(Stored items)

****************************************

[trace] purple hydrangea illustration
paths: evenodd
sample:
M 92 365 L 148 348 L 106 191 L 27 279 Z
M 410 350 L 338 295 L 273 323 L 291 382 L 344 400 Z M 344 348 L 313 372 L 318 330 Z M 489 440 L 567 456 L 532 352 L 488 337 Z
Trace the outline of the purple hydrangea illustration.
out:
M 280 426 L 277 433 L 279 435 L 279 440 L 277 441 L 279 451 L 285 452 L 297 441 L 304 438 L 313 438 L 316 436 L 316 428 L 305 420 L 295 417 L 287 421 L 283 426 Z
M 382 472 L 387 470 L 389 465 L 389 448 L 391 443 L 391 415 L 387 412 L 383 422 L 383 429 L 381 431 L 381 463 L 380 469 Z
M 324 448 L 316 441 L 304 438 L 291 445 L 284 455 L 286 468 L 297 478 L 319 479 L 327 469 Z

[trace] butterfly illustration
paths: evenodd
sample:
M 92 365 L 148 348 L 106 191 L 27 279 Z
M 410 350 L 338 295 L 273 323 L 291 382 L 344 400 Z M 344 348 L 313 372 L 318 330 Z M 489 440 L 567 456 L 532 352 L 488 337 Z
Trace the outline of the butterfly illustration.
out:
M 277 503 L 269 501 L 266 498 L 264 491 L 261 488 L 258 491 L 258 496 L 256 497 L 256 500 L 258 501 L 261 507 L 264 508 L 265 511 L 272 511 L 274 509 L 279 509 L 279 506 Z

****************************************

WHAT YOU NEED TO DO |
Copy out every line of the records above, unchanged.

EXPECTED ANSWER |
[trace] purple hydrangea illustration
paths: evenodd
sample:
M 92 365 L 148 348 L 106 191 L 27 279 Z
M 410 350 L 338 295 L 273 323 L 291 382 L 344 400 Z M 344 348 L 313 372 L 318 330 Z M 489 440 L 567 456 L 532 352 L 488 337 Z
Trace the outline of the purple hydrangea illustration.
out:
M 280 426 L 277 433 L 279 435 L 279 440 L 277 441 L 279 451 L 285 452 L 297 441 L 304 438 L 313 438 L 316 436 L 316 428 L 305 420 L 295 417 L 287 421 L 283 426 Z
M 382 472 L 387 470 L 389 465 L 389 448 L 391 443 L 391 415 L 387 412 L 383 422 L 383 429 L 381 431 L 381 463 L 380 469 Z
M 324 448 L 316 441 L 304 438 L 291 445 L 284 455 L 286 468 L 297 478 L 319 479 L 327 469 Z

[trace] butterfly illustration
paths: evenodd
sample:
M 92 365 L 148 348 L 106 191 L 27 279 Z
M 410 350 L 338 295 L 273 323 L 291 382 L 344 400 Z M 344 348 L 313 372 L 318 330 Z M 489 440 L 567 456 L 532 352 L 488 337 Z
Trace the outline of the butterfly illustration.
out:
M 277 503 L 269 501 L 266 498 L 264 491 L 261 488 L 258 491 L 258 496 L 256 497 L 256 500 L 258 501 L 261 507 L 264 508 L 265 511 L 272 511 L 274 509 L 279 509 L 279 506 Z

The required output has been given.